Set task:
Scale the stretch from the line containing "Every instance of the railway yard" through the line containing "[[41, 81], [14, 63], [15, 82]]", writing out every line again, requests included. Multiply each dot coordinate in the answers by 0.55 and round to whole numbers, halves up, leaving the requests and their sample positions unchanged.

------ Material for this task ------

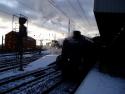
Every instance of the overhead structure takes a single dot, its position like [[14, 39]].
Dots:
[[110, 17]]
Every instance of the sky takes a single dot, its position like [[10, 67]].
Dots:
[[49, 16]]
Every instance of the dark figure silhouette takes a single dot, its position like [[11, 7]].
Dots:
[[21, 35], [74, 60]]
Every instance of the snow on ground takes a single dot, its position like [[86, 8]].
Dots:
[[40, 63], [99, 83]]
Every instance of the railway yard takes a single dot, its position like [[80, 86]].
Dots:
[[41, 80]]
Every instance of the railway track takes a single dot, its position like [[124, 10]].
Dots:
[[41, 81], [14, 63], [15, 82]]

------
------ Material for this task ------

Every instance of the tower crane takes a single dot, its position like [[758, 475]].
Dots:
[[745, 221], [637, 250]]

------

Full output:
Every instance of the railway yard takes a single dot, its position like [[80, 86]].
Dots:
[[23, 44]]
Every instance of the railway track takes a single dot, its position like [[124, 10]].
Dots:
[[23, 45], [8, 35], [8, 45]]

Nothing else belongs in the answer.